[Source excerpt]
--- begin ---

Book Review: A Matter of Interpretation, by Antonin Scalia (and several other people.)

Before the Seventeenth Amendment, United States Senators were not directly chosen by voters, but rather, elected by state legislatures who were in turn directly chosen by voters. The idea was that the legislatures would choose extraordinary gentlemen of some sort, who were virtuous or wise in ways common voters wouldn’t recognize.

The Seventeenth Amendment did away with that, and now we have two relatively similar houses of congress, pretty much just for the heck of it. But with some imagination, we can pretend we still have something like the original Senate, in the Supreme Court – officials not directly elected, but nominated and approved by directly-elected officials – with law degrees from prestigious universities, which may be 21st-century America’s version of “virtuous and wise in ways common voters wouldn’t recognize.”

If that’s how we saw things, then it would be very surprising to see John Roberts, in a 2012 Supreme Court case, decide that the individual mandate of the Affordable Care Act is constitutional. He’s a Republican nominee, and if the Supreme Court were just the modern version of the original Senate, we’d consider him “a Republican.” And it sure seems like a lot of Republicans expected him to vote with the party.

But he didn’t – and not because he actually likes the Affordable Care Act, but because he thought the individual mandate is “constitutional” – whatever that means. We don’t actually see the Supreme Court as another house of Congress; we see it as a group of people who are supposed to honestly interpret the Law rather than write it. And maybe we’re a little surprised at how Roberts voted in this case, because we’re cynical about how principled Supreme Court justices actually are. But those of us who like the decision think he interpreted the Constitution the right way, and those of us who didn’t like the decision say they’re angry because he didn’t interpret the Constitution the right way – not because he voted against the party line.

What does it mean, then, to interpret the Constitution “the right way?”  The most famous person with a strong opinion on that topic was the late Antonin Scalia.  A Matter of Interpretation is a quick read, including a preface, an essay by Scalia, responses from one historian and three legal scholars, a response-to-the-responses from Scalia, and an afterword, written after Scalia’s death, by another textualist.

Most people who aren’t Scalia call Scalia a “strict constructionist”, but Scalia called himself a “textualist.” What he means by that is supposedly very simple: That the Constitution – and other laws as well – should be interpreted according to the “original public meaning”, which is the meaning the text of the law had at the time the law was passed. The only deviations he allows from this principle are a few concessions to pragmatism – some weight should be given to precedent, even when precedent is wrong, for the sake of stability and consistency; also, it’s okay for the courts to correct obvious drafting errors.

--- end ---

[Pointing dataset records]

--- begin ---

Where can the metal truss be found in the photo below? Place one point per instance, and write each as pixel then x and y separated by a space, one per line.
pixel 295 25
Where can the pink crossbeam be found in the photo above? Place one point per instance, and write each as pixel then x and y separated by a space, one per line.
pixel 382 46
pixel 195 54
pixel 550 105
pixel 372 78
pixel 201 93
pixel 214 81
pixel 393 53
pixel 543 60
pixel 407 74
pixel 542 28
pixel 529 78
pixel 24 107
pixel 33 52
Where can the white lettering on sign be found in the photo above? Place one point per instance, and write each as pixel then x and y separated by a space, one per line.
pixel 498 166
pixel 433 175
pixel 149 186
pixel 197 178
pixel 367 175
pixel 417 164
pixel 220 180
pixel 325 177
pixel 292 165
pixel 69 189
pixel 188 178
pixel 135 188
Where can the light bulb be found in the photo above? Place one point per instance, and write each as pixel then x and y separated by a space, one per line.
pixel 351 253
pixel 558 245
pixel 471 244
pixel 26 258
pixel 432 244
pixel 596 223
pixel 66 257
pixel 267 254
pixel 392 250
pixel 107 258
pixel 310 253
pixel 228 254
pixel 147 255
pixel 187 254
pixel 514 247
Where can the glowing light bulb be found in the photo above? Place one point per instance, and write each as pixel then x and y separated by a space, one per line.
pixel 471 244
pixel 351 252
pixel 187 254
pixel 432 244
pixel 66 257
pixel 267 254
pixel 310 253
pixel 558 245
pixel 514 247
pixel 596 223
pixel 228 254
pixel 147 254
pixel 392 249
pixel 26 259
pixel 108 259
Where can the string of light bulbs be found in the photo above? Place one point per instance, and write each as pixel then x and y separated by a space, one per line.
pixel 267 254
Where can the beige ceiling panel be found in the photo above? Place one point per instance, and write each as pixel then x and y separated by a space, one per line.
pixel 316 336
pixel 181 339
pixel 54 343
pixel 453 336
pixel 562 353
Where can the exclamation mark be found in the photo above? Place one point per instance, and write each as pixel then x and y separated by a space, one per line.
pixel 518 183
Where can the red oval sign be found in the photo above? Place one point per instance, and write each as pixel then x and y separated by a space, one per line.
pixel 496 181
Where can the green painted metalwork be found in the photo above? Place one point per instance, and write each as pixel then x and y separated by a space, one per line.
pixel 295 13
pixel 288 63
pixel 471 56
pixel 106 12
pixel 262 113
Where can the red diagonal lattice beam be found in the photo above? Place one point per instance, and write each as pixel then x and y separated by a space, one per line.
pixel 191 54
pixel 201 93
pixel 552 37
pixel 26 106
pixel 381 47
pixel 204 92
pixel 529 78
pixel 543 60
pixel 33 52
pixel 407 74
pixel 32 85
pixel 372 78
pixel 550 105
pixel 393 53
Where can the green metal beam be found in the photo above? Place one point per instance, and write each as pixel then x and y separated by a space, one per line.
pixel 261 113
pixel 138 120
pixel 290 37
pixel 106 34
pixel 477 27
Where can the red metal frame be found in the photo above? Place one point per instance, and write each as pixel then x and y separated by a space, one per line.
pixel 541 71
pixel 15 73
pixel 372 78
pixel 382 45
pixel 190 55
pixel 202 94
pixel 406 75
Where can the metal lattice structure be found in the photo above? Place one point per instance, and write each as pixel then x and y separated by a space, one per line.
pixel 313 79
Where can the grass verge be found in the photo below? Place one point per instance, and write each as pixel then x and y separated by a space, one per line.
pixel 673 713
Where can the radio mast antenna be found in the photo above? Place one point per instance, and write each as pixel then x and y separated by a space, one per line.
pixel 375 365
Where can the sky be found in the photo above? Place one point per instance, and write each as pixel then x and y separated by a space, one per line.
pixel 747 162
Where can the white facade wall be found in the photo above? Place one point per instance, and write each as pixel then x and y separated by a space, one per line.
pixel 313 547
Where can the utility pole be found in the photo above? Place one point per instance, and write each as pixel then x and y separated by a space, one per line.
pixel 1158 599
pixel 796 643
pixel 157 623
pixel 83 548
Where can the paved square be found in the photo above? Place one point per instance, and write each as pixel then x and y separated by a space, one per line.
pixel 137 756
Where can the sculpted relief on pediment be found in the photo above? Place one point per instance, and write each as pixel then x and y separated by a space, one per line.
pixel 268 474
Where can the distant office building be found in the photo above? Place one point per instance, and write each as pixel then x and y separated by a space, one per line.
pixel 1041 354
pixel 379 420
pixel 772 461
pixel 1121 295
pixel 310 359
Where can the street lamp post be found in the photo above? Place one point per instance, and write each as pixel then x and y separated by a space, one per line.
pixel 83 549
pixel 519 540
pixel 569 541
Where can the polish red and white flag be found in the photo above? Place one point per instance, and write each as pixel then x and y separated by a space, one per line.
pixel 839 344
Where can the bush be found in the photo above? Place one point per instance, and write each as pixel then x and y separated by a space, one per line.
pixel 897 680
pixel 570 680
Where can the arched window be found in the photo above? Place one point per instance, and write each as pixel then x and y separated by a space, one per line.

--- end ---

[What is expected] Pick up the review of A Matter of Interpretation right after its final sentence and keep writing it.

[Answer to the exercise]
Although Scalia is a “conservative” in many ways, his legal theory is actually a radical departure from American legal tradition, which has its roots in the common law.  Common law is either something you already understand, or an extremely complicated and sometimes counterintuitive topic that would require pages and pages of explanation.  The general idea behind common law is that it is based on judges’ interpretation of customary practices, but Scalia would tell you that nowadays it’s effectively “law written by judges.”  I’ll stitch together a Frankenstein quote because Scalia is not an especially concise writer: “Perhaps in the very infancy of Anglo-Saxon law it could have been thought that the courts were mere expositors of generally accepted social practices…(b)ut from an early time…any equivalence between custom and common law had ceased to exist.”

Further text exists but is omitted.